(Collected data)
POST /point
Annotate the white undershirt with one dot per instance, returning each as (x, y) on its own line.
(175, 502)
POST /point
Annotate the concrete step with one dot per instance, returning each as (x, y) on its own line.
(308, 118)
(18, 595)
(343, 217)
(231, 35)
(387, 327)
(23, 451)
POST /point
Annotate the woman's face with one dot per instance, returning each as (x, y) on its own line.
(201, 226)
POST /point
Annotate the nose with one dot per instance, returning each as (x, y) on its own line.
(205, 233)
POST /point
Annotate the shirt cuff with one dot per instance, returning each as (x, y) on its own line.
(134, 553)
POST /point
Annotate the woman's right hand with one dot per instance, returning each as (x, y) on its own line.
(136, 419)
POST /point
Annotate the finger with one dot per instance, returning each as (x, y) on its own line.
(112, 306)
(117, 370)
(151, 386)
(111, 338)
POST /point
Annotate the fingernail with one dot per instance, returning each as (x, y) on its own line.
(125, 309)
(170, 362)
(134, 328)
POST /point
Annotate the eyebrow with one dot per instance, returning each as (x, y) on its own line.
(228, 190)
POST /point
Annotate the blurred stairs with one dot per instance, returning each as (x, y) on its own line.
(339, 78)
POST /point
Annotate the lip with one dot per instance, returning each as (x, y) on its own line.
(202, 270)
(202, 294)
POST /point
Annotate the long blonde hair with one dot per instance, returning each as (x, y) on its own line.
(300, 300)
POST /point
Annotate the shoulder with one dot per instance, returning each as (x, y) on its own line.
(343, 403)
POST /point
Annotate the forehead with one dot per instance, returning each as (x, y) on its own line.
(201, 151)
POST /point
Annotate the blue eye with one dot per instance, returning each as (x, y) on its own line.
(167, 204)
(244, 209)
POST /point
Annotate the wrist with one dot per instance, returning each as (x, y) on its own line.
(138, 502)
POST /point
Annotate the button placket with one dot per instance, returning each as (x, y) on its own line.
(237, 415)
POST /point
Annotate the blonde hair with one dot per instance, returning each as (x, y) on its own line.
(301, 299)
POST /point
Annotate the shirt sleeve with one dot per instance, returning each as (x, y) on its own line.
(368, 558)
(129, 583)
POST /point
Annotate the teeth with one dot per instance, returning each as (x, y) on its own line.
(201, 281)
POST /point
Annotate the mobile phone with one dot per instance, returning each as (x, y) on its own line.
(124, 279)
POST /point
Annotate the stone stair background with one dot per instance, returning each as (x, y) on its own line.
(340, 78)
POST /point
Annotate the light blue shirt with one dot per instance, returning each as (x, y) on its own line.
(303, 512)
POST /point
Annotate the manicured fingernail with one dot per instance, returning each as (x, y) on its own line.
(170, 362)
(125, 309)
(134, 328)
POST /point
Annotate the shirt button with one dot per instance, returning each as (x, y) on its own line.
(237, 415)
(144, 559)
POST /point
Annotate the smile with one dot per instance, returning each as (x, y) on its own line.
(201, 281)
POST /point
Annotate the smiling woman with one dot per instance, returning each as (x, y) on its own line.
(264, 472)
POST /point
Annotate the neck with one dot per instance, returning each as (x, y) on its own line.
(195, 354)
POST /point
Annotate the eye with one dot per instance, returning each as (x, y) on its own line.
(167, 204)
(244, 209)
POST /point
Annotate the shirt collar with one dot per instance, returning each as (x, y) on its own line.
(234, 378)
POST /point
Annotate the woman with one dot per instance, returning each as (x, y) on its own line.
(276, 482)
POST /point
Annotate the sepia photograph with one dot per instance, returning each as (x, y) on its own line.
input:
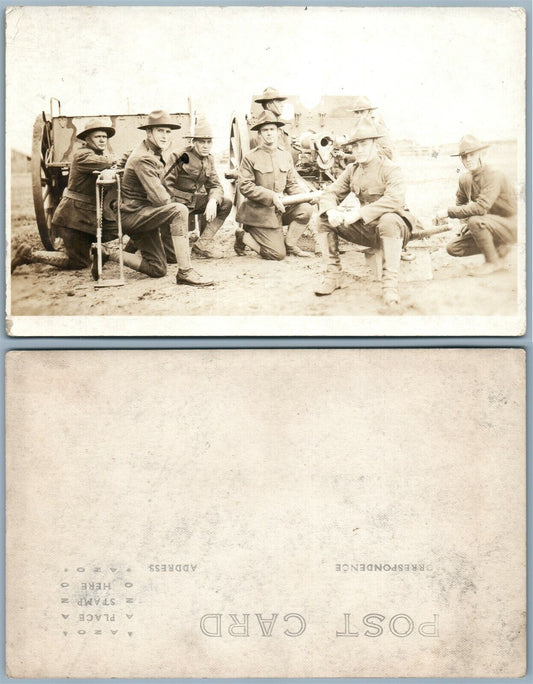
(370, 522)
(265, 171)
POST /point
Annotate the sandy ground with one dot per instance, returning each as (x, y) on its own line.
(251, 286)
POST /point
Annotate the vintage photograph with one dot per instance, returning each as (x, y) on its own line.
(370, 522)
(265, 171)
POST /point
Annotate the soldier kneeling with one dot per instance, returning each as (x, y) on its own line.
(381, 222)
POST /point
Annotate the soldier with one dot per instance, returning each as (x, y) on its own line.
(75, 217)
(381, 221)
(272, 101)
(365, 111)
(192, 180)
(147, 207)
(487, 203)
(264, 175)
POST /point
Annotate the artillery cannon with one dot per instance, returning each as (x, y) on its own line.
(316, 137)
(53, 146)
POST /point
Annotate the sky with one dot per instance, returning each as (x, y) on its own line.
(435, 73)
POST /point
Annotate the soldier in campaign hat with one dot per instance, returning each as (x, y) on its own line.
(486, 203)
(365, 111)
(75, 217)
(192, 179)
(266, 173)
(381, 221)
(148, 210)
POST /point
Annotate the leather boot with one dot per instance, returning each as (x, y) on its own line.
(294, 233)
(391, 254)
(58, 259)
(186, 274)
(493, 261)
(331, 280)
(201, 247)
(21, 256)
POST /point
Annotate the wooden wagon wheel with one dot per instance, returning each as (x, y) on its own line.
(239, 145)
(46, 181)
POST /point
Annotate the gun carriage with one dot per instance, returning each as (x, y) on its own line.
(53, 146)
(317, 138)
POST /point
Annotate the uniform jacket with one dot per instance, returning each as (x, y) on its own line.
(485, 191)
(143, 192)
(80, 214)
(262, 174)
(378, 186)
(188, 175)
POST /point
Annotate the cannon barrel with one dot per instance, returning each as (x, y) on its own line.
(314, 141)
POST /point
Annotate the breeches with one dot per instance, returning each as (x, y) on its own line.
(502, 229)
(369, 234)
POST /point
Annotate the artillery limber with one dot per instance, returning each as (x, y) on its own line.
(53, 147)
(318, 138)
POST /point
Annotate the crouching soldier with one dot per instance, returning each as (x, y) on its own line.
(75, 217)
(265, 174)
(487, 202)
(192, 180)
(381, 221)
(148, 209)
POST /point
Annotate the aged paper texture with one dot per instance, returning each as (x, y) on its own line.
(275, 513)
(430, 75)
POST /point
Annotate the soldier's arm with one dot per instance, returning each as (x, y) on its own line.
(248, 187)
(336, 192)
(87, 160)
(393, 199)
(294, 182)
(148, 171)
(213, 185)
(488, 194)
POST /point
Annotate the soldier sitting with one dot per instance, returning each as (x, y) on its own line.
(148, 210)
(264, 175)
(192, 179)
(382, 221)
(487, 203)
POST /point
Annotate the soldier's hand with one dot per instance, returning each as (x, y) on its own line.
(440, 217)
(335, 217)
(351, 216)
(278, 203)
(210, 210)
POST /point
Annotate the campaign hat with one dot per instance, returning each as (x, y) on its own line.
(269, 94)
(365, 131)
(468, 144)
(265, 118)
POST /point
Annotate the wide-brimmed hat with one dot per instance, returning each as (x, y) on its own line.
(96, 125)
(201, 129)
(469, 143)
(265, 118)
(159, 118)
(269, 94)
(362, 103)
(364, 131)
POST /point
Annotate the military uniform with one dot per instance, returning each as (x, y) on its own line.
(147, 207)
(193, 181)
(263, 173)
(75, 217)
(379, 187)
(487, 202)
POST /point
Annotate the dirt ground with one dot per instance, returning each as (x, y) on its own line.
(251, 286)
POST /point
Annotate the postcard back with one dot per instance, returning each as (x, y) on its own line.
(282, 513)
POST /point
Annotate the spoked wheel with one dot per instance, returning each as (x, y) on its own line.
(47, 183)
(239, 145)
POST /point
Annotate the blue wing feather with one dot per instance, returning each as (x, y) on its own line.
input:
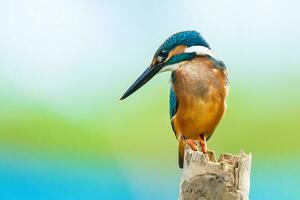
(172, 103)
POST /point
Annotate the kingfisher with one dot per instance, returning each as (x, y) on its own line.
(199, 88)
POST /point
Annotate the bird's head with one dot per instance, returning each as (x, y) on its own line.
(178, 48)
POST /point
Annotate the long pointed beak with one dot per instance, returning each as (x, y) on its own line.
(146, 76)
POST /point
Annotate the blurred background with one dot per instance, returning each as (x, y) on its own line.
(64, 134)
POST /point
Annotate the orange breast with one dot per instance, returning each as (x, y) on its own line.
(201, 93)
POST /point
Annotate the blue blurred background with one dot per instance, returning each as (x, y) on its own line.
(64, 64)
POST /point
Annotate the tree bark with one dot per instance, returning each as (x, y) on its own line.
(205, 178)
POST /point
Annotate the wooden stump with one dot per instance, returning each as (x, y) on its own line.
(205, 178)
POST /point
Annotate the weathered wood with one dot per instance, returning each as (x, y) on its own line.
(205, 178)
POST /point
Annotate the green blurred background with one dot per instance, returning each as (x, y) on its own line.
(64, 134)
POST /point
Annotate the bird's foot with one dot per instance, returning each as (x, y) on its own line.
(202, 142)
(192, 144)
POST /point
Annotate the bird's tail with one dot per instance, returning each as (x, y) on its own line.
(181, 147)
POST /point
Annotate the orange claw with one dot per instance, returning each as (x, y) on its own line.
(202, 142)
(192, 144)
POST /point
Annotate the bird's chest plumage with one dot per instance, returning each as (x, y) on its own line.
(201, 90)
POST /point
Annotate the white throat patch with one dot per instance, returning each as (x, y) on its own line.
(199, 50)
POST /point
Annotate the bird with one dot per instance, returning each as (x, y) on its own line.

**PROBLEM:** Extract each line of the material above that contains the string "wheel", matching case exactly.

**CORRECT RESPONSE:**
Annotate the wooden wagon wheel with one dot per instance, returning each as (x, y) on its own line.
Annotate the spoked wheel with one dot per instance, returning each as (x, y) on its own line.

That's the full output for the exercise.